>> start

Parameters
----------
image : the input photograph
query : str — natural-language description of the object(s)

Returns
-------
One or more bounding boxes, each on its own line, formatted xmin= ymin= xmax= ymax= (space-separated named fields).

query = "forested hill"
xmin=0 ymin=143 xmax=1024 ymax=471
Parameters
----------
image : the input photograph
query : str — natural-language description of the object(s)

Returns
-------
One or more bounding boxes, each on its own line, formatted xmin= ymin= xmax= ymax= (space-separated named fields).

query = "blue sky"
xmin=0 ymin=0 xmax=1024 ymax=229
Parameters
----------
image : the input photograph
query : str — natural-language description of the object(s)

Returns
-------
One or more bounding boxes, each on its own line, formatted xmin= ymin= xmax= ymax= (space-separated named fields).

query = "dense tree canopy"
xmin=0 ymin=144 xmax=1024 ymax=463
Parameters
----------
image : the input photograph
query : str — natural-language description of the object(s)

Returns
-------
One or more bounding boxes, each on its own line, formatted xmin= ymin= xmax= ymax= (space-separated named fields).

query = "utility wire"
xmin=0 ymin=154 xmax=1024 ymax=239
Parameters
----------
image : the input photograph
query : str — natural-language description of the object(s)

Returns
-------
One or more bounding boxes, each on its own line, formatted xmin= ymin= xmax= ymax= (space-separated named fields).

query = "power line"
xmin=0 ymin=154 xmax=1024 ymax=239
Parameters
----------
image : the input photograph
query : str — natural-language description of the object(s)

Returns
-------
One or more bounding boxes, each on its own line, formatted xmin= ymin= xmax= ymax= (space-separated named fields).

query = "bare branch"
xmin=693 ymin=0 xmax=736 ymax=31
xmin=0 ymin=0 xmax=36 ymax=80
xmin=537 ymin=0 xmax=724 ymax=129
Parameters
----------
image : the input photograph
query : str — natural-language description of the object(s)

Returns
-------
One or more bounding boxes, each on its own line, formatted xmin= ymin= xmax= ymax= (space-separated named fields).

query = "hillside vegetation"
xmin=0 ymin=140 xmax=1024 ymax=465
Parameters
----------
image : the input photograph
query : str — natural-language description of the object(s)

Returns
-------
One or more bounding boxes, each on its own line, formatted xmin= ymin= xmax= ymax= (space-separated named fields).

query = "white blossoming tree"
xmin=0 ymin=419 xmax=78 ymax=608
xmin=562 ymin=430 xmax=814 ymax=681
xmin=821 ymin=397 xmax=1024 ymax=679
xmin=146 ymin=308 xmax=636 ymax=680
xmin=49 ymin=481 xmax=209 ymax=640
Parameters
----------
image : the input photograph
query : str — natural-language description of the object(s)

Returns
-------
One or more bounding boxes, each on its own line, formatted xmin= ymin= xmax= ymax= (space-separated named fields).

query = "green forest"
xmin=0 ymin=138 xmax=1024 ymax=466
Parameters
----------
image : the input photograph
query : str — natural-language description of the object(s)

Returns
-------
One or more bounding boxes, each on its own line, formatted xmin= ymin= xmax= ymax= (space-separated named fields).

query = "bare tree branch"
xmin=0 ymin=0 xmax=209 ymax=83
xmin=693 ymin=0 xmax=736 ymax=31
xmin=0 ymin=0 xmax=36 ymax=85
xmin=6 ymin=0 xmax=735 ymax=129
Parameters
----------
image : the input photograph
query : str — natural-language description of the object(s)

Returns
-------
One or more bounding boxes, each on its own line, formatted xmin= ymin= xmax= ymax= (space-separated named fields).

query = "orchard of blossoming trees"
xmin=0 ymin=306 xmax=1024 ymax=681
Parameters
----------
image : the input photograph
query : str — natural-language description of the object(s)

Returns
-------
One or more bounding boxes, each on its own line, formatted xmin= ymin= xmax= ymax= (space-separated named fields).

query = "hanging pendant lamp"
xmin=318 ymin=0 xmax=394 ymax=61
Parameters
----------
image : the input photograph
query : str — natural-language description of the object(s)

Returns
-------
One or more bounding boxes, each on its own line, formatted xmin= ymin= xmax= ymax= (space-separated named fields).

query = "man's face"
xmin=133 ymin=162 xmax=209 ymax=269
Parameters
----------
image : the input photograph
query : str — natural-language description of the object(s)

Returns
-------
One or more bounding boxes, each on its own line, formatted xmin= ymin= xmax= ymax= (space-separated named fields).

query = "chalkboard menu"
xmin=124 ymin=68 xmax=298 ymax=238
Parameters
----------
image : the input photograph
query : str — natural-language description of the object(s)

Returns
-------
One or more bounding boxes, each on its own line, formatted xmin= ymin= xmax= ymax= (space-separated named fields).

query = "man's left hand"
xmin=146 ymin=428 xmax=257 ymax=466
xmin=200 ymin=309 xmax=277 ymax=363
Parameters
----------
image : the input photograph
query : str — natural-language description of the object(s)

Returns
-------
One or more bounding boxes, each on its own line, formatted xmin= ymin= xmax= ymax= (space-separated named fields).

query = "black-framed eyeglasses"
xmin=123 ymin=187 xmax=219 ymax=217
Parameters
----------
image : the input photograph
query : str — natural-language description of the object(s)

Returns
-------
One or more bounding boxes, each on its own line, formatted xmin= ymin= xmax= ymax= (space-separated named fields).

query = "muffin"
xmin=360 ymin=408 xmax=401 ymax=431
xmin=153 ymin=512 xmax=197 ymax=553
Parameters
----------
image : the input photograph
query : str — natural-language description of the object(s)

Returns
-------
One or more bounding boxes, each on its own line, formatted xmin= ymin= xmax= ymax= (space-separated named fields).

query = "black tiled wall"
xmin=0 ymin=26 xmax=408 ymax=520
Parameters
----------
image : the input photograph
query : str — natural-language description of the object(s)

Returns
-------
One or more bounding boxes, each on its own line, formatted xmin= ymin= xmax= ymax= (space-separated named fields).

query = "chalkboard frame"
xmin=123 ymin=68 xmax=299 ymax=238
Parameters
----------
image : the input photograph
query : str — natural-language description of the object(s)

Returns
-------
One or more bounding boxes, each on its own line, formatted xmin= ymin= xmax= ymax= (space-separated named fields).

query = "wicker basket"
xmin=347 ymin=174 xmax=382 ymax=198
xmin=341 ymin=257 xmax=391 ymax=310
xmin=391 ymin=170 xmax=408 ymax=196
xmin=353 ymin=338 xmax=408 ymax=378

>> end

# EXERCISE BRIEF
Return all of the items above verbatim, reproducing every line without any change.

# TASK ANSWER
Parameters
----------
image : the input photograph
query : str — natural-language description of the object(s)

Returns
-------
One or more bounding boxes, each on its own line, formatted xmin= ymin= xmax= ymax= (space-separated named fields).

query = "forested hill"
xmin=0 ymin=143 xmax=1024 ymax=471
Parameters
----------
image : the input photograph
query : str — natural-language description of the object(s)

Returns
-------
One or more bounding boxes, each on its own line, formatted xmin= ymin= xmax= ymax= (space-separated named fields).

query = "blue sky"
xmin=0 ymin=0 xmax=1024 ymax=229
Parameters
----------
image : the input photograph
query : str — natural-language description of the object(s)

Returns
-------
One or more bounding boxes, each on its own line, formatted xmin= ymin= xmax= ymax= (space-separated named fields).

query = "dense tree canopy"
xmin=0 ymin=144 xmax=1024 ymax=463
Parameters
----------
image : the input photograph
query : str — natural-language description of the object(s)

Returns
-------
One or more bounding boxes, each on its own line, formatted xmin= ymin= xmax= ymax= (space-separated named fields).

query = "utility wire"
xmin=0 ymin=154 xmax=1024 ymax=239
Parameters
----------
image : the input photograph
query : str — natural-language description of the object(s)

Returns
-------
One or more bounding boxes, each on its own line, formatted xmin= ymin= xmax= ymax= (space-separated named fields).

query = "power line"
xmin=0 ymin=154 xmax=1024 ymax=239
Parameters
----------
image : the input photograph
query : str — natural-language description of the object(s)

Returns
-------
One or more bounding boxes, each on its own line, formatted xmin= ymin= xmax= ymax= (space-separated named fields).

query = "bare branch"
xmin=693 ymin=0 xmax=736 ymax=31
xmin=0 ymin=0 xmax=36 ymax=80
xmin=537 ymin=0 xmax=724 ymax=129
Parameters
----------
image : the input photograph
query : str — natural-language description of the object(s)

Returns
-------
One or more bounding boxes, each on its own line, formatted xmin= ymin= xmax= ymax= (space-separated named fields).

query = "hillside vegetation"
xmin=0 ymin=140 xmax=1024 ymax=465
Parameters
----------
image : the input photograph
query : str — natural-language description of the object(s)

Returns
-------
One or more bounding boxes, each on its own line, formatted xmin= ymin= xmax= ymax= (space-separated named fields).

query = "white blossoming tree"
xmin=0 ymin=419 xmax=78 ymax=608
xmin=562 ymin=430 xmax=814 ymax=681
xmin=821 ymin=397 xmax=1024 ymax=679
xmin=146 ymin=308 xmax=636 ymax=680
xmin=49 ymin=481 xmax=209 ymax=640
Parameters
----------
image : the input photograph
query : str — natural-language description of the object(s)

Returns
-------
One or more bounding boxes, each on its own line, formatted xmin= ymin= xmax= ymax= (space-separated named fields).

query = "green forest"
xmin=0 ymin=138 xmax=1024 ymax=466
Parameters
----------
image : the input photograph
query : str — natural-language description of the object(s)

Returns
-------
One or more bounding boxes, each on its own line, formatted xmin= ymin= xmax= ymax= (space-separated named fields).

query = "bare tree branch"
xmin=0 ymin=0 xmax=209 ymax=83
xmin=693 ymin=0 xmax=736 ymax=31
xmin=0 ymin=0 xmax=36 ymax=85
xmin=6 ymin=0 xmax=735 ymax=129
Parameters
----------
image : the input photograph
query : str — natural-language description of the object(s)

Returns
-------
One or more bounding boxes, each on its own line, formatted xmin= ymin= xmax= ymax= (space-separated named fields).

query = "orchard of blossoming trees"
xmin=0 ymin=306 xmax=1024 ymax=681
Parameters
----------
image : the input photograph
query : str — natural-language description of the object(s)

Returns
-------
One or more bounding boxes, each on its own line, formatted xmin= ymin= xmax= ymax= (space-separated named fields).

query = "hanging pendant lamp"
xmin=318 ymin=0 xmax=394 ymax=61
Parameters
----------
image : the input photograph
query : str — natural-language description of the object(s)

Returns
-------
One or more bounding boxes, each on its own line, formatted xmin= ymin= xmax= ymax= (space-separated named fields).

query = "man's face"
xmin=133 ymin=162 xmax=209 ymax=269
Parameters
----------
image : the input photograph
query : str — natural-language description of the object(s)

Returns
-------
One or more bounding boxes, each on its own line, formatted xmin= ymin= xmax= ymax= (space-separated named fields).

query = "chalkboard menu"
xmin=124 ymin=68 xmax=298 ymax=238
Parameters
----------
image : the input photograph
query : str — natural-language description of the object(s)

Returns
-------
One or more bounding boxes, each on its own line, formatted xmin= ymin= xmax= ymax= (space-separated named fields).

query = "man's left hand"
xmin=146 ymin=428 xmax=257 ymax=466
xmin=200 ymin=309 xmax=277 ymax=363
Parameters
----------
image : the input photograph
query : str — natural-language description of the object(s)

Returns
-------
One or more bounding boxes, each on its own line, formatted xmin= ymin= xmax= ymax= (space-separated named fields).

query = "black-framed eyeglasses"
xmin=123 ymin=187 xmax=219 ymax=217
Parameters
----------
image : the input photograph
query : str — natural-language description of the object(s)

Returns
-------
One or more bounding boxes, each on its own line, formatted xmin= ymin= xmax= ymax= (space-separated named fields).

query = "muffin"
xmin=360 ymin=408 xmax=401 ymax=431
xmin=153 ymin=512 xmax=197 ymax=553
Parameters
----------
image : the input photograph
query : str — natural-language description of the object(s)

Returns
-------
One or more bounding boxes, each on its own line, formatted xmin= ymin= xmax= ymax= (space-separated named fields).

query = "black tiled wall"
xmin=0 ymin=26 xmax=408 ymax=520
Parameters
----------
image : the input photograph
query : str — natural-language description of the object(s)

Returns
-------
One or more bounding boxes, each on its own line, formatted xmin= ymin= xmax= ymax= (space-separated named fields).

query = "chalkboard frame"
xmin=123 ymin=68 xmax=299 ymax=238
Parameters
----------
image : the input photograph
query : str — natural-language description of the object(s)

Returns
-------
One or more bounding boxes, each on its own line, formatted xmin= ymin= xmax= ymax= (space-separated named fields).

query = "wicker basket"
xmin=347 ymin=174 xmax=382 ymax=198
xmin=341 ymin=257 xmax=391 ymax=310
xmin=391 ymin=170 xmax=408 ymax=196
xmin=353 ymin=338 xmax=408 ymax=378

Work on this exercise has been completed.